Saved entries
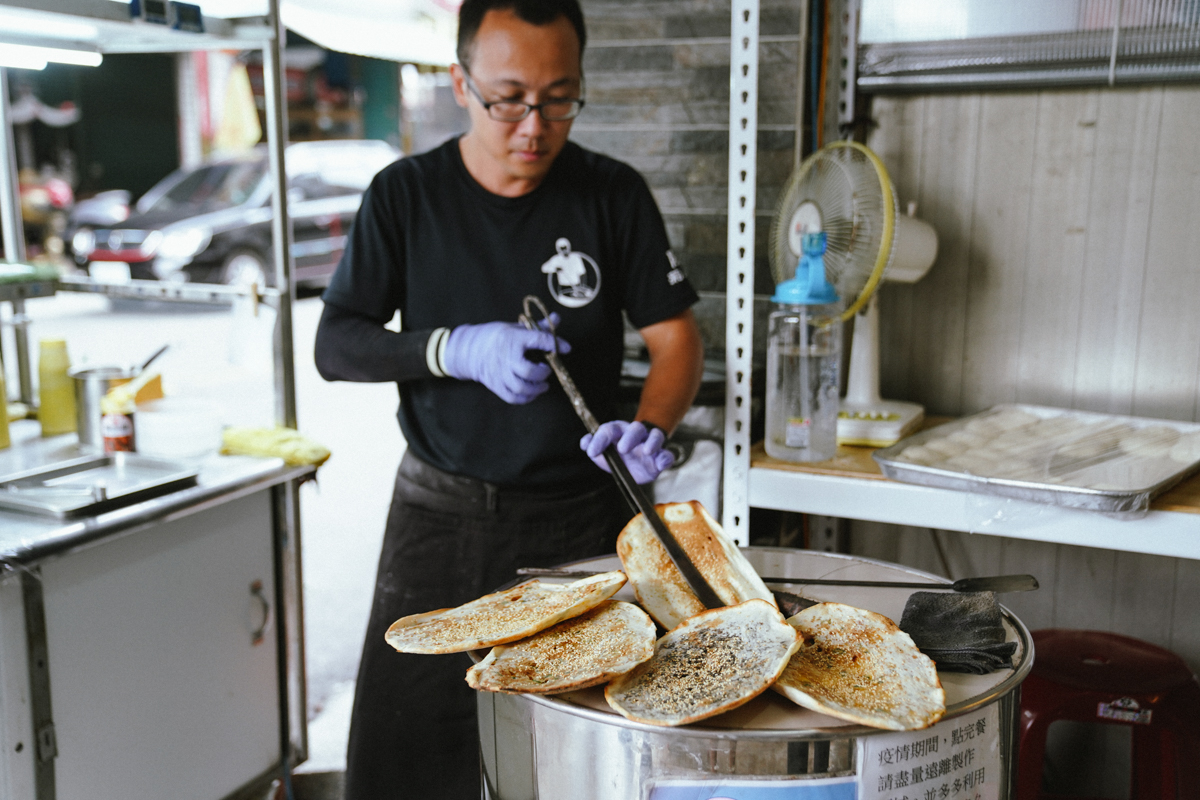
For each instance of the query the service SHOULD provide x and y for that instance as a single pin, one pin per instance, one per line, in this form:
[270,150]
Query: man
[495,476]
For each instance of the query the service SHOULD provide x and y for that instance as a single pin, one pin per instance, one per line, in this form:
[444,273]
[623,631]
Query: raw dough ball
[1092,441]
[919,455]
[983,426]
[972,463]
[1150,441]
[1012,419]
[947,447]
[1187,449]
[1018,469]
[971,440]
[1057,427]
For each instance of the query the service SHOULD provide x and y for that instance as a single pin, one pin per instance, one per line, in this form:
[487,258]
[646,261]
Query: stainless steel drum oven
[571,746]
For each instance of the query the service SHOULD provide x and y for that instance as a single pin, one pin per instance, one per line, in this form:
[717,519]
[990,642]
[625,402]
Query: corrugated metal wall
[1068,275]
[658,90]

#### What is needed:
Retype the records in full, exactly as given, and omit the pictures.

#### The answer:
For each instance of the query the service SHOULD provide x and y for that instance as a single pin, one pin per instance, one per line, in this form:
[270,150]
Query: man
[495,476]
For each instance of the query the service SHOULD provide x and y for that instance as a single pin, one pin per instance, one per line, in this form:
[444,273]
[623,631]
Query: raw dough ball
[1092,441]
[919,455]
[983,426]
[972,463]
[1150,441]
[1012,419]
[947,447]
[1187,449]
[1018,469]
[971,440]
[1057,427]
For each instance of the query the service SHOULD provide x and y for that instance as a single pin, one pin per instance, one per line, in this form:
[487,258]
[646,261]
Query: stainless steel drum oven
[571,746]
For each instance of the query the service SHOULD provide x and y for that instance as a single pin, one pin per instance, one per line, in this form:
[717,519]
[990,642]
[625,402]
Query: corrugated metal wall
[1068,275]
[658,90]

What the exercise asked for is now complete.